**Text provided**.
============================================================

There are times when silence is betrayal—and today, we must speak with fire in our throats and pain in our hearts.


The horrific revelations of organ trafficking in Nigeria are not just stories. They are shattered families, butchered bodies, and a nation spiraling into moral collapse. The brutal murder of Hafsoh Lawal—a young woman with a future, with dreams—at the hands of predators masquerading as clerics is not only heartbreaking, it is sickening. This is not just a crime—it is an abomination against humanity.


It is revolting that in 2025, human beings are still being hunted, mutilated, and dismembered like commodities in a back-alley market. From fake job offers to social media lures, from rogue clerics to deceitful students, we are witnessing a monstrous convergence of ritual violence, economic desperation, and state failure.


And where, we ask, was the state while organs were being sold like black-market trinkets?


Yes, the Ministry of Health has launched new guidelines. Yes, the rhetoric is polished—“transparency,” “ethics,” “international best practices.” But this is too little, too late for the victims who have been butchered and buried in silence. Guidelines mean nothing in a system where corruption runs deep, oversight is a farce, and justice is a luxury only the powerful can afford.


How dare we pretend to move forward while the blood of our children is still wet on our soil?

============================================================

**Listed records**.
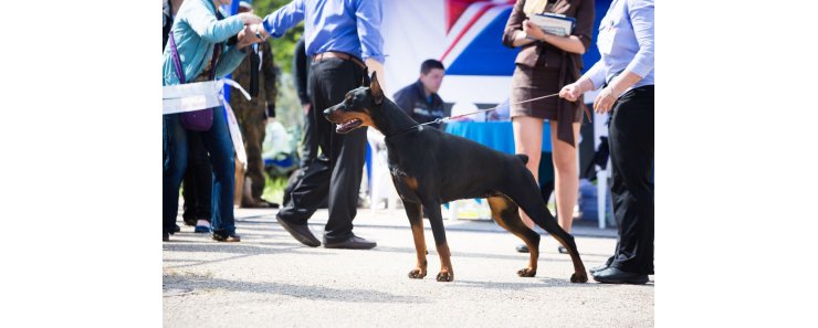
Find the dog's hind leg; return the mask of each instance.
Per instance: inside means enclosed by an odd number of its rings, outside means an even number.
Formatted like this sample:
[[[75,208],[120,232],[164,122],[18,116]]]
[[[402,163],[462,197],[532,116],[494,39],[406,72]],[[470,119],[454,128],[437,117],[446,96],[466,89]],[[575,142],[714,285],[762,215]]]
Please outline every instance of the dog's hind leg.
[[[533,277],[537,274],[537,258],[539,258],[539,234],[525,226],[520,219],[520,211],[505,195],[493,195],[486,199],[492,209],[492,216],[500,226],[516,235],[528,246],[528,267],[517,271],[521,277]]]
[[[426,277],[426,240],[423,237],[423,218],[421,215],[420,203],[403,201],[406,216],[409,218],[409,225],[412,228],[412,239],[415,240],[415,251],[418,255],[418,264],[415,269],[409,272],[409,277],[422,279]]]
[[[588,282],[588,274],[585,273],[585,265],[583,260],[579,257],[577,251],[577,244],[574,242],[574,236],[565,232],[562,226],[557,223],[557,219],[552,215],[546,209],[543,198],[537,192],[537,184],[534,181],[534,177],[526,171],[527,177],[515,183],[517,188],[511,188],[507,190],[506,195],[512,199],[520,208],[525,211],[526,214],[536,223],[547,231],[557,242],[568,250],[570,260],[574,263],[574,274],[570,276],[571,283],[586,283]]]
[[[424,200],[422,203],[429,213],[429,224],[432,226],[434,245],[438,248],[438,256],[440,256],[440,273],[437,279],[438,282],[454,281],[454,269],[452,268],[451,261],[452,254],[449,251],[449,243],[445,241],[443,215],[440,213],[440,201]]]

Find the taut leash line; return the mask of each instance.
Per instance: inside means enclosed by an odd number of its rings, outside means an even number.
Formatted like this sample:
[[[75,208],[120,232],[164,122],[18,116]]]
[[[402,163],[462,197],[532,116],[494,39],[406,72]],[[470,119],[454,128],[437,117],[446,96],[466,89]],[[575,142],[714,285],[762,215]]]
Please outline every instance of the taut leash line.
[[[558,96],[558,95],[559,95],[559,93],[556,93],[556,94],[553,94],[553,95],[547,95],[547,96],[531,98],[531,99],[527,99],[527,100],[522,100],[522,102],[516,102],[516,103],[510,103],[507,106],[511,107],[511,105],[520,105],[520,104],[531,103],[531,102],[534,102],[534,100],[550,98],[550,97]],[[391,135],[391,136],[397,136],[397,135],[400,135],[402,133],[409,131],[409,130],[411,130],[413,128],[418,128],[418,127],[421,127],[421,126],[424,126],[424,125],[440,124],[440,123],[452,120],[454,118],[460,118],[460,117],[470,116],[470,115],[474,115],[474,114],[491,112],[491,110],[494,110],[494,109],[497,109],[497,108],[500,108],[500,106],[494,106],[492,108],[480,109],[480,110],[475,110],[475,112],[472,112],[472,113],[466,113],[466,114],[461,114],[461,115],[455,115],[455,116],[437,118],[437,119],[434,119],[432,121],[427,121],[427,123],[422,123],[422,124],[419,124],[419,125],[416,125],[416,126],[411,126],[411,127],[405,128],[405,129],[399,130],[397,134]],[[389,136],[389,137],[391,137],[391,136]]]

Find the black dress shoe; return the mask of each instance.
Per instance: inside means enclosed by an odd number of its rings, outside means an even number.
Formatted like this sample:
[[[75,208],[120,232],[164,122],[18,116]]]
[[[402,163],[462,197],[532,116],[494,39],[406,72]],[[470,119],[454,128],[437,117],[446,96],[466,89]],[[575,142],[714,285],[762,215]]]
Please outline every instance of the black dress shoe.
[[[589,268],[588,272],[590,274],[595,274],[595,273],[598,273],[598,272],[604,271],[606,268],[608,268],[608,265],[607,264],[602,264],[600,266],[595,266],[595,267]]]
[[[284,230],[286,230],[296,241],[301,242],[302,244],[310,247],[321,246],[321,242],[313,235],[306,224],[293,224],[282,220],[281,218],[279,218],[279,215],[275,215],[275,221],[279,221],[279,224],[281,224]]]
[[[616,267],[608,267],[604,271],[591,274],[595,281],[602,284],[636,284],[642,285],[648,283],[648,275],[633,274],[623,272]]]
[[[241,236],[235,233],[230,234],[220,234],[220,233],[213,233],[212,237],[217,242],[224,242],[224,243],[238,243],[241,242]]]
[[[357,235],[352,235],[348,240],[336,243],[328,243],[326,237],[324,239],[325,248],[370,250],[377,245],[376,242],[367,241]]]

============================================================

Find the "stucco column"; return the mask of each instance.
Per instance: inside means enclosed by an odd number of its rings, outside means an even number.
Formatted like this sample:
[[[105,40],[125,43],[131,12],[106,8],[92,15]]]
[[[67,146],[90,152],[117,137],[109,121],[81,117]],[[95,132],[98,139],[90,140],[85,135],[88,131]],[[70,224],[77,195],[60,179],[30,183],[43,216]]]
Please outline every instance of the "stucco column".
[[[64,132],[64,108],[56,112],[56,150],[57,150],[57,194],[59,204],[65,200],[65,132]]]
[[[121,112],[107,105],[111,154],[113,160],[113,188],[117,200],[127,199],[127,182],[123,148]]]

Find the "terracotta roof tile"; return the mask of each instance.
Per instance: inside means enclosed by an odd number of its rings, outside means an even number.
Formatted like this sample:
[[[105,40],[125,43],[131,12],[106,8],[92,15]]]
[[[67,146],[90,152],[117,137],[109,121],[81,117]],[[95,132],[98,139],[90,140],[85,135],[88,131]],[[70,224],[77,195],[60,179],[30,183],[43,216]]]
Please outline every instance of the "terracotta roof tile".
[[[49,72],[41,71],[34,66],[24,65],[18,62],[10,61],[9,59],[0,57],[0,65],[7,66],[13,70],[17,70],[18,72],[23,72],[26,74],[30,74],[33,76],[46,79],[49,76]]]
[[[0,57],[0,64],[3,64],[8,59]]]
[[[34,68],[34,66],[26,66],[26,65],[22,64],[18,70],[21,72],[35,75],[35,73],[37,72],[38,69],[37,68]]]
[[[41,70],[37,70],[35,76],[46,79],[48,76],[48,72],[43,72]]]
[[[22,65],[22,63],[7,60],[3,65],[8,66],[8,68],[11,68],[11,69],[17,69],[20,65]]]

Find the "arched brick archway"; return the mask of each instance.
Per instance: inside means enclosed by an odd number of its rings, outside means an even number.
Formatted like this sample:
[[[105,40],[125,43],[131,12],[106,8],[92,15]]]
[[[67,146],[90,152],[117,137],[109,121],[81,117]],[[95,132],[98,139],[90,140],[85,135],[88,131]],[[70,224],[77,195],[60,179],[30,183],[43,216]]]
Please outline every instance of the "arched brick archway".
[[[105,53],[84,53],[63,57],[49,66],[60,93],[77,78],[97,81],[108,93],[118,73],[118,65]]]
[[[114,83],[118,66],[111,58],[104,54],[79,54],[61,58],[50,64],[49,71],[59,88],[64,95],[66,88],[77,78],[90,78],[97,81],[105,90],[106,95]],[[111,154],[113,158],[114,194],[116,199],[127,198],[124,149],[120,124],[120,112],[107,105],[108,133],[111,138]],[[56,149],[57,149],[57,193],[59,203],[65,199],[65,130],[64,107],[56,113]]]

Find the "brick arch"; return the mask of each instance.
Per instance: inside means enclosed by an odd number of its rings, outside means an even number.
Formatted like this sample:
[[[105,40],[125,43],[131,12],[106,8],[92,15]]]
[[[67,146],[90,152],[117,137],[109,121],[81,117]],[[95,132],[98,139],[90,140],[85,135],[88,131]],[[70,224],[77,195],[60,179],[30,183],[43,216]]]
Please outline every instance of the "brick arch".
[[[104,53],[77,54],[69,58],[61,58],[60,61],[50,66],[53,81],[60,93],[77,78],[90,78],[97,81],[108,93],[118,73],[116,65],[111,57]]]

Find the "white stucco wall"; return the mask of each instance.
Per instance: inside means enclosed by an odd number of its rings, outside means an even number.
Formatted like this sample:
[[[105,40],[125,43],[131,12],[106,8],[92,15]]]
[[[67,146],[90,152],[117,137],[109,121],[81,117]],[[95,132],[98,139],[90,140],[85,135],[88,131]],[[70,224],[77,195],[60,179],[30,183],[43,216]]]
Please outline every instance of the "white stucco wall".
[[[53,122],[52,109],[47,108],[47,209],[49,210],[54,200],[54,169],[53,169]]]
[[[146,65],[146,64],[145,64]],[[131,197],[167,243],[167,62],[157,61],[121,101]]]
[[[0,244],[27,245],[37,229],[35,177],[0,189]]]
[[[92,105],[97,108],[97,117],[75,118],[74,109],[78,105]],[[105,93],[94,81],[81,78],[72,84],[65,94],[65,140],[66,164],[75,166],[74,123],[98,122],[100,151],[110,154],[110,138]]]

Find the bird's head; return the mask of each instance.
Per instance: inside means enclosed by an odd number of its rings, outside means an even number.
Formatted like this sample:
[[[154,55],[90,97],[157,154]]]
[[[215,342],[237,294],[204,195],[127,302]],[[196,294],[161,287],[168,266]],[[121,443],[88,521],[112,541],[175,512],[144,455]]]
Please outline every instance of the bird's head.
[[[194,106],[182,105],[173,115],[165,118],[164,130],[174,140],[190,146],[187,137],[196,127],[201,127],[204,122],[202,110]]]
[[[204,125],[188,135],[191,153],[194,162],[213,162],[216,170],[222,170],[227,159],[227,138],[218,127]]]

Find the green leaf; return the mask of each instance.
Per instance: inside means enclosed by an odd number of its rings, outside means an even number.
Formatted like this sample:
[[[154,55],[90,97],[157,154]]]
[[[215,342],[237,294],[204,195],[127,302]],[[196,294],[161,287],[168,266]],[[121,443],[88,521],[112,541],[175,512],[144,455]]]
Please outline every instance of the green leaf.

============================================================

**What is expected**.
From the text on organ trafficking in Nigeria, write out word for word the passage from "The horrific revelations" up to and including "and state failure.".

**Result**.
The horrific revelations of organ trafficking in Nigeria are not just stories. They are shattered families, butchered bodies, and a nation spiraling into moral collapse. The brutal murder of Hafsoh Lawal—a young woman with a future, with dreams—at the hands of predators masquerading as clerics is not only heartbreaking, it is sickening. This is not just a crime—it is an abomination against humanity.


It is revolting that in 2025, human beings are still being hunted, mutilated, and dismembered like commodities in a back-alley market. From fake job offers to social media lures, from rogue clerics to deceitful students, we are witnessing a monstrous convergence of ritual violence, economic desperation, and state failure.